* START Text block *

28 December 2006
Eighteen million people can't be wrong
No matter how much you and I might like Google, the fact is that Google has some very serious problems with it comes to finding content. More specifically, if you're looking for the "right" answer, or if you're attempting to do any serious research, Google is likely to fail you miserably.
The flaw lies in Google's strength: social algorithms. Social algorithms are processes in which decisions are made by watching and following the majority of people in a community. If blogger.com tends to be the place people go to create blogs, then a social algorithm will see blogger.com as "better." When a search engine is managed by a social algorithm, a website might appear first in search results not because of the quality of site, but rather because a larger number of people treated the site as if were of higher quality. In other words, social algorithms equate "majority" with "best," something that often looks right but actually is patently untrue.
When you perform a search at Google.com, your results are sorted based on majority behavior and little else. For simple questions about anything -- as well as complex questions about cultural issues, for which "lots of people" is critical -- frequently the majority opinion is rather close to what you want -- which is why Google is so successful. But the gap between "close to what you want" and "accurate" is an invisible one, and that makes it insidious and dangerous.
For example, search for "Seth Maislin." The first hit is my website. The second hit is this blog. The third hit is an interview I did for O'Reilly & Associates in July 1999. An investigation of why these are the top three sites is rather interesting. First of all, these are the only results in which my name actually appears in the title; the fourth link and beyond have my name in the document, but not the title. Second, my website appears at the top not because it's the definitive website about "Seth Maislin," but because Google knows of 24 people linking to it. In comparison, the only person who ever created a link to this blog is me -- a number far less than 24! The same goes for the O'Reilly interview, except that the single linker isn't even a valid site any more: it's broken. The popularity of my home page (in comparison to this blog, for example) is why it's a better hit for my name. But if you folks out there started to actually link to this blog, that would change.

* END Text block *
* START Record excerpts *

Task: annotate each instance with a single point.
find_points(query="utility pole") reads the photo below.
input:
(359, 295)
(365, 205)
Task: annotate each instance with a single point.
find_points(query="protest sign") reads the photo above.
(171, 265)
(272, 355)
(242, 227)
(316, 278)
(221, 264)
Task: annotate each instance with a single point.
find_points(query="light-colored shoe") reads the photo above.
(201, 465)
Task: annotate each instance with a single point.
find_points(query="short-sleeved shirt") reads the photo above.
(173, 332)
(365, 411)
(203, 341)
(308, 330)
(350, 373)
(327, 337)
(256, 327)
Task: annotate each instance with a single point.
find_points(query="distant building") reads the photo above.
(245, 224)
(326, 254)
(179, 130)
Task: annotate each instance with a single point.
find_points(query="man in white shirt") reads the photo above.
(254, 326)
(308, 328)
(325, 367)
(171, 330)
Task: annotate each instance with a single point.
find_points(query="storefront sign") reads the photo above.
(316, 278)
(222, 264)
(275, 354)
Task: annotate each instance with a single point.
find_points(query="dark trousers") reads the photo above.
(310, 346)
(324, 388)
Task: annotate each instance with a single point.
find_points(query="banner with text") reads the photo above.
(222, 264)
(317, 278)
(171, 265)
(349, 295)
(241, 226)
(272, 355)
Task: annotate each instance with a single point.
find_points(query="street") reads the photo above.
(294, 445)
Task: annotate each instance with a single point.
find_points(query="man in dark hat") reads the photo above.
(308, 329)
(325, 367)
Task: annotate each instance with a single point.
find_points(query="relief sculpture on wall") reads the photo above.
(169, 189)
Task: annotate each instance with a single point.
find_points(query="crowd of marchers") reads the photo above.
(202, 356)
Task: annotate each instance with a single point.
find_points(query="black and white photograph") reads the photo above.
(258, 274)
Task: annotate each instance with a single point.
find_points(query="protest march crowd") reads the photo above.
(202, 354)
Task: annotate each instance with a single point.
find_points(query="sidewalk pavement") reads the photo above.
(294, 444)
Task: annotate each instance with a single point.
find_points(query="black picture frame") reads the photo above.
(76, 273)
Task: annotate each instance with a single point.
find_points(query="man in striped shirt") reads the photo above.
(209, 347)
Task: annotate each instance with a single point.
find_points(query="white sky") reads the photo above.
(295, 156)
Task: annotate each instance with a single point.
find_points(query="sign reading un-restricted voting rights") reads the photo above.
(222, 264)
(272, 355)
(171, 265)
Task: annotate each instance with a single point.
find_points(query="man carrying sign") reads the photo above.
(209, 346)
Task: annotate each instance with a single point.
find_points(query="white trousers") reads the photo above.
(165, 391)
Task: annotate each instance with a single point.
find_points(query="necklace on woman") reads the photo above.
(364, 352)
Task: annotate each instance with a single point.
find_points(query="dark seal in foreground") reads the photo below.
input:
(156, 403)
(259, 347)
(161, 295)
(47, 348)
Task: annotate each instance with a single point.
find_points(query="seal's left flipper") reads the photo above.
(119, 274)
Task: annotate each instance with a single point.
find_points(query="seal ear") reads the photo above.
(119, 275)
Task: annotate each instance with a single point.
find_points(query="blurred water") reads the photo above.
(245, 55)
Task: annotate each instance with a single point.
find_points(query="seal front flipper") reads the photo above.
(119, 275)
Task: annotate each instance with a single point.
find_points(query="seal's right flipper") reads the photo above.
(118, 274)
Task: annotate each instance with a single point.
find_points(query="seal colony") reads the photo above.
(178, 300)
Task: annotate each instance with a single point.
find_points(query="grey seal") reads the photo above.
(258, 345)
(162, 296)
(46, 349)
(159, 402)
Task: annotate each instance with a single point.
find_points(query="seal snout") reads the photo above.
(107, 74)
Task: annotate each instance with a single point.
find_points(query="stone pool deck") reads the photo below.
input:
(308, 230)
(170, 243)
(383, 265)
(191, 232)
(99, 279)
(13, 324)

* END Record excerpts *

• _Written problem 1_
Reproduce the part of the blog post about Google's social algorithms starting at "When you perform" and ending at "insidious and dangerous.".
• _Written problem 2_
Translate this sentence from the blog post about Google's social algorithms into Spanish: "Social algorithms are processes in which decisions are made by watching and following the majority of people in a community."
• _Written problem 3_
Pick up the blog post about Google's social algorithms after its last sentence and carry it further.

• _Exercise response 1_
When you perform a search at Google.com, your results are sorted based on majority behavior and little else. For simple questions about anything -- as well as complex questions about cultural issues, for which "lots of people" is critical -- frequently the majority opinion is rather close to what you want -- which is why Google is so successful. But the gap between "close to what you want" and "accurate" is an invisible one, and that makes it insidious and dangerous.

• _Exercise response 2_
Los algoritmos sociales son procesos en los que las decisiones se toman observando y siguiendo a la mayoría de las personas de una comunidad.

• _Exercise response 3_
You should look into the search results for the word "Jew." A website known as JewWatch.com, an offensive and inflammatory collection of antisemitic content, had appeared as the number-one result at Google.com for this one-word query. This happened because a large number of supporters of this site tended to build links to it; then, those were were outraged or amused also linked to it within their protestations. In the end, the social algorithms at Google recognized how popular (i.e., "linked to") this site was, and in response rated it very highly -- in fact, rated it first -- compared to all other websites with the word "Jew" in the title. Eventually, those who were enraged by this content fought back by asking as many people as possible to link somewhere else -- specifically, the Wikipedia definition of Jew -- just as I have here. Over time, more people linked to Wikipedia than to JewWatch, and so the latter dropped into second place at Google. This process of building networks of links in order to influence Google's social algorithm is called "Google bombing." In other words, when the people who hated the site acted together in a large group, Google's social algorithms responded.
(By the way, you'll notice that I do not create a link to the offensive site. I see no reason to contribute to its success.)
Do you see the problem? The success of Google bombing is analogous to the squeaky wheel metaphor, that the loudest complainer gets the best service. Social algorithms reward the most popular, regardless of whether they deserve it. JewWatch made it to the top because it was popular first; Wikipedia's definition moved to the top because those offended banded together to demonstrate even more loudly. And in the end, there's no reason for me to think either of these links is best.
Whether popularity is a good thing or a bad thing is often subjective. In language, some people lament the existence of the word ain't, while others applaud its existence as an inevitable sign of change; either way, the word is showing up in our dictionaries because more and more people are using it. But I'm not talking about language; I'm talking about truth.
Do you think vitamin C is good at preventing colds? Well, it isn't; there have been no studies demonstrate its effectiveness, but there have been studies that show it makes no real difference. (It's believed that vitamin C will shorten the length of a cold, but studies are still inconclusive.) But after a doctor popularized the idea of vitamin megadosing, our entire culture suddenly believes taking the vitamin will keep you extra healthy. Untrue.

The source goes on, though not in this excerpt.